PROBLEM TO WORK ON
Rewrite the items below with every "one point per instance" changed to "a single point for each instance" and nothing else altered. Omit the pictures from your answer.

Items for identifying locations
- - - -

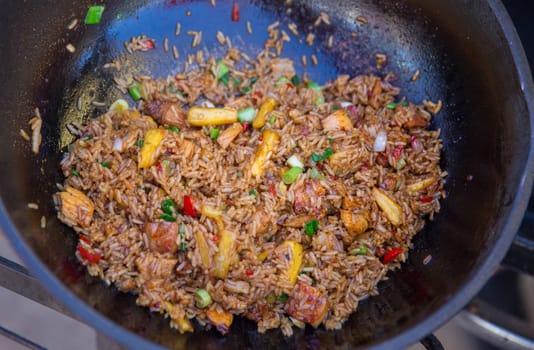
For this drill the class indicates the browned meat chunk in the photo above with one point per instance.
(167, 113)
(307, 304)
(162, 236)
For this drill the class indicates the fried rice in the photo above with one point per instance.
(252, 193)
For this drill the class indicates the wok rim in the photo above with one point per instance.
(444, 313)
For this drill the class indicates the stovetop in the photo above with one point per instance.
(502, 315)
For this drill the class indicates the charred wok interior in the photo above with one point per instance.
(464, 59)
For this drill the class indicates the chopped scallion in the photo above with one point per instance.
(225, 79)
(326, 154)
(169, 207)
(361, 251)
(172, 128)
(202, 298)
(311, 227)
(135, 91)
(221, 69)
(94, 14)
(214, 133)
(316, 174)
(167, 217)
(291, 175)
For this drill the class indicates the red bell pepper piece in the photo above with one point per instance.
(189, 209)
(88, 256)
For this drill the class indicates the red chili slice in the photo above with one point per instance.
(88, 256)
(85, 239)
(272, 190)
(397, 152)
(235, 12)
(189, 209)
(391, 255)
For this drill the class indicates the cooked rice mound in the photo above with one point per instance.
(164, 208)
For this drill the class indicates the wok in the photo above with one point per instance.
(467, 52)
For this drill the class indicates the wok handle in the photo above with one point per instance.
(431, 342)
(520, 256)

- - - -

SOLUTION TO THE PROBLEM
For this drill the class indicates the browned meat chunk in the photo above with a single point for each instance.
(167, 113)
(307, 304)
(162, 236)
For this drill the class indicates the fried rice in the photo above with a single point for each instance.
(252, 193)
For this drill the class indicates the wok rim in the photo above with a single point for each instance.
(444, 313)
For this drill the class indicates the stovetop in the photo above with a single point for each instance.
(502, 315)
For this drill the class indicates the charred wok interior in the photo above with a single point for each instance.
(464, 59)
For this drill the class indicates the chopped scallion in the photo above with a single point for each instance.
(225, 79)
(326, 154)
(169, 207)
(361, 251)
(172, 128)
(202, 298)
(311, 227)
(135, 91)
(221, 69)
(94, 14)
(214, 133)
(316, 174)
(167, 217)
(291, 175)
For this drill the class indicates the red bell pepper piece in the photo above with a single point for each instance.
(189, 209)
(88, 256)
For this drill the class indicates the red chili slice in the photo above with a single point for each instance.
(88, 256)
(85, 239)
(272, 190)
(397, 152)
(235, 12)
(189, 209)
(391, 255)
For this drill the class indicates the cooked rice mound in the photo above with a single point for each instance.
(164, 208)
For this drill the class indicates the wok in the photo above with a single point for each instance.
(467, 52)
For this drill the class indicates the wok handle in the photo above with a single point for each instance.
(431, 342)
(520, 256)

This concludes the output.